» **Task to complete**
Repeat, word for word, the part of the comment thread below that begins at the words "You took the" and ends after "nonsense years ago.".

====== Document excerpt ======


    1. Dear Sir!

      You took the words right out of my mind – 1 to 1 and copy/paste.

      Excellent regards,
      Klaus

      1. Thank you. And I would add that this “civilian law enforcement” approach is basically what was mostly has been followed by most European countries, including during the 1970s and 80s when the terror threat there was much greater than it has ever been in the US. Clearly the European approach has been both more successful, and much less costly and damaging to their societies than the US’s “War on Terror.” The difference is no doubt that we’re still trying to maintain a world empire while they gave that up that nonsense years ago.

  2. I was reading today that of the 14 Trillion dollars spend on the Covid nightmare, only 1.4 Trillion went to the 99 percent with the remaining 12+ Trillion going to the richest 1 percent. If you broke that down to the individual that 14 Trillion would equal something around 35,000 for every man, woman and child in America. Think about that for a moment and despair.

    2 Trillion and twenty years…thousands of American lives and tens of thousands of Afghani’s live lost for absolutely nothing what so ever that I can perceive. Now we just sub -contract the war to the mercenaries and the CIA so they can run their heroin to America’s inner-cities….nice.

    What isn’t utterly rotten and corrupted in the United States these days. What isn’t abused, used, or killed to ensure profits for the few. No moral or ethical center to be found, either among the government or the people. Such basic decencies have been lost among the greed, ignorance, brainwashing and the cult of me. The very idea of “doing the right thing” has been lost altogether in the greed and the pain and suffering that greed engenders.

    We are a ship taking on water, led by monsters and psychopaths with a population of ignorant sheep totally incapable of anything but whining. Nobody seems to even realize positive change on any level isn’t even possible anymore and hasn’t been for decades.

    This country and this world is in for nothing short of a reckoning and that event comes closer by the day and at the end of it, awaits hell. Stand for nothing, believe what you are told, let others do your thinking and this is where you end up. Congratulations America, you failed massively.

    1. I don’t disagree necessarily with your opinion, but it would be helpful to note where you got the figures from your first paragraph. Is that global? US?

      And when you say 12 trillion to top 1 percent, do you mean through the stock market mainly?

  3. Afghanistan is relatively close to China. We know that Uyghur fighters from Xinjiang fought with the Afghan mujahidin and also fought in Syria with ISIS/Al Qaeda. We also know that the East Turkestan movement (Xinjiang Muslim seperatists) is at least partially funded by the US NED. Thus, I suspect that one reason to remain in Afghanistan is for its utility as a base to attack China.

====== Material supplied ======

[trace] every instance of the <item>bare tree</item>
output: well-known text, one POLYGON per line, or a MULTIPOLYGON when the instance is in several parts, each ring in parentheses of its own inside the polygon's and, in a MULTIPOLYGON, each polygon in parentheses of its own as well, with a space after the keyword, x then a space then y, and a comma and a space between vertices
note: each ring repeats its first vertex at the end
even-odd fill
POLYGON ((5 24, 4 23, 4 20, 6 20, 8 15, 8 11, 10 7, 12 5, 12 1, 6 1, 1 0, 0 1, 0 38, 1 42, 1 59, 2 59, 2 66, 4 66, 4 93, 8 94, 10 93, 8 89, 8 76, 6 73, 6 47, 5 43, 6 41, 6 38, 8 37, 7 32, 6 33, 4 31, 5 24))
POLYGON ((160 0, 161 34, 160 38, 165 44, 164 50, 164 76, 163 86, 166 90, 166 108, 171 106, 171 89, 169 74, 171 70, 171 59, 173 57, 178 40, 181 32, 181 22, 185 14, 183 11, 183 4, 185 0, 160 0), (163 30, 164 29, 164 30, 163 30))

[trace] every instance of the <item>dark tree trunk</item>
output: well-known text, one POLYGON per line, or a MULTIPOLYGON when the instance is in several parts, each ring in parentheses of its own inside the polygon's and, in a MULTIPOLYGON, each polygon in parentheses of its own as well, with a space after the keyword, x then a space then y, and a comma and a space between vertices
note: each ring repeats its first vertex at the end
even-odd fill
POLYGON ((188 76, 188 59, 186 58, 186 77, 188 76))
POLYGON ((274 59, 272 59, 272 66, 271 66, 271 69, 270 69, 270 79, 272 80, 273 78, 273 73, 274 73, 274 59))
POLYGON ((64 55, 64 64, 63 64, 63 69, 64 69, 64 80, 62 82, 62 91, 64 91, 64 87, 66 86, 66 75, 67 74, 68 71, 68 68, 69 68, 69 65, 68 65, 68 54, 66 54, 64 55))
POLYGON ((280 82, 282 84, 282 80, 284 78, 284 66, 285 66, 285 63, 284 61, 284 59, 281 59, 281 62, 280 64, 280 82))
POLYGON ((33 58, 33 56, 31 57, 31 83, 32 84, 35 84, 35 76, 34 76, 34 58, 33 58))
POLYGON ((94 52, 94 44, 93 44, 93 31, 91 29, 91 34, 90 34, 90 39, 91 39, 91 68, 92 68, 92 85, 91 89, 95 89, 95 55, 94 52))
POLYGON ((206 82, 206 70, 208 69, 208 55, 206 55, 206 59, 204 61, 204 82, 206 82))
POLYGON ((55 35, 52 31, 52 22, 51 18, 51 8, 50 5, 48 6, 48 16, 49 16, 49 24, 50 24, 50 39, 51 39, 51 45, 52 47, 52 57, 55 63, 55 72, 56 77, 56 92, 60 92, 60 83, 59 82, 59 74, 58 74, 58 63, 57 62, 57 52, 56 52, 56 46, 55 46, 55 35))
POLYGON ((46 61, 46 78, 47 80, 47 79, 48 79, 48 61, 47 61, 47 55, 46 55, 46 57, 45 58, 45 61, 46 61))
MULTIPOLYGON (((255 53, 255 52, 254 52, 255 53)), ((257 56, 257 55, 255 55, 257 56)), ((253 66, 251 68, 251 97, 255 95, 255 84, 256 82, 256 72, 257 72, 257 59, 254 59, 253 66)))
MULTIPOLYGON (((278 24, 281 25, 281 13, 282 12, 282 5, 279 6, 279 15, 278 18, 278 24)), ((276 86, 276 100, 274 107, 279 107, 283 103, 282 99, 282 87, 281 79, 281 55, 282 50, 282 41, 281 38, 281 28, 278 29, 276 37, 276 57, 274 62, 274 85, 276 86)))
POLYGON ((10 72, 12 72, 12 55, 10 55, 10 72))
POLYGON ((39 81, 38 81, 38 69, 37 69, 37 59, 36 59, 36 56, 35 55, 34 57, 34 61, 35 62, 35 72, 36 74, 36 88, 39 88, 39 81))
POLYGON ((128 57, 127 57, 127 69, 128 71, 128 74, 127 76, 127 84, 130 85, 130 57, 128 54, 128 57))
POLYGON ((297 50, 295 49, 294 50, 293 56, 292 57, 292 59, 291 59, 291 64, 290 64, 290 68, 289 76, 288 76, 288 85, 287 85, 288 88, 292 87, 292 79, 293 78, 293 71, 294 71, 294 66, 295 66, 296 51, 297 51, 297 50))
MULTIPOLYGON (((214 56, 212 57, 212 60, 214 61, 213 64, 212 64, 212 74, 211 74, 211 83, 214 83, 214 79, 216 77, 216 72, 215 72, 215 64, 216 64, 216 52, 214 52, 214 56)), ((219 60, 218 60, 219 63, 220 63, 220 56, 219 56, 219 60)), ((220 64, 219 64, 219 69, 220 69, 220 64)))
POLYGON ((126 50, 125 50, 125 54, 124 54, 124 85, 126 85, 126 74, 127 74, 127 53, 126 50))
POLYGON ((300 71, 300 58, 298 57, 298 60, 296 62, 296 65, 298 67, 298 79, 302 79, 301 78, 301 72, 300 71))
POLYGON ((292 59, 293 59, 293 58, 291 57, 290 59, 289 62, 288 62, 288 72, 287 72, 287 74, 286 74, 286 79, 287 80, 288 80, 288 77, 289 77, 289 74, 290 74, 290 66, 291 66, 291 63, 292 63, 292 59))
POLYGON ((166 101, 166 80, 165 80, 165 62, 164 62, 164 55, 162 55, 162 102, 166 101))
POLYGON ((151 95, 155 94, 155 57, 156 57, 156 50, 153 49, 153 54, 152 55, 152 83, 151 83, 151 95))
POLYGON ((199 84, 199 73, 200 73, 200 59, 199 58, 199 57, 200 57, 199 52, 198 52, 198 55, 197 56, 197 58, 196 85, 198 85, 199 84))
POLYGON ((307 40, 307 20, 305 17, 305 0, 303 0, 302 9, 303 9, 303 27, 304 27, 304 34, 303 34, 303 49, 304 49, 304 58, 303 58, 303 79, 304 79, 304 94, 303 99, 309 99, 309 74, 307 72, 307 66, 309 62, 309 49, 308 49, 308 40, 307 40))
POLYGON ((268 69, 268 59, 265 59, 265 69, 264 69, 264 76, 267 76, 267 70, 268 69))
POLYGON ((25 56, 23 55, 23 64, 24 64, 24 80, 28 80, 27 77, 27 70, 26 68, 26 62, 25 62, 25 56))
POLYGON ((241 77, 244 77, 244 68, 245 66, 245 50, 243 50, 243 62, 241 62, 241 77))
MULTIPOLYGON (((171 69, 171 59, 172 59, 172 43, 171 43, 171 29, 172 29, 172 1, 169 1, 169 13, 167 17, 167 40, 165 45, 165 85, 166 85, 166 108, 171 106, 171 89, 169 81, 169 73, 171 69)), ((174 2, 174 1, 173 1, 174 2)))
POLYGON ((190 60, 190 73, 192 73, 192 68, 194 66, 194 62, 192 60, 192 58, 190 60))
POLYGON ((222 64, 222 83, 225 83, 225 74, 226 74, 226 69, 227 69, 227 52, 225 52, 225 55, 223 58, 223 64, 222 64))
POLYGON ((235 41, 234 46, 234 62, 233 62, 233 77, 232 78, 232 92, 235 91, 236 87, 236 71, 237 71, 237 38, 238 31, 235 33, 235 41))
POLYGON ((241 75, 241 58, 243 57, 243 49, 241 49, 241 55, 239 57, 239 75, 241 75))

======

» **Response to this task**
You took the words right out of my mind – 1 to 1 and copy/paste.

      Excellent regards,
      Klaus

      1. Thank you. And I would add that this “civilian law enforcement” approach is basically what was mostly has been followed by most European countries, including during the 1970s and 80s when the terror threat there was much greater than it has ever been in the US. Clearly the European approach has been both more successful, and much less costly and damaging to their societies than the US’s “War on Terror.” The difference is no doubt that we’re still trying to maintain a world empire while they gave that up that nonsense years ago.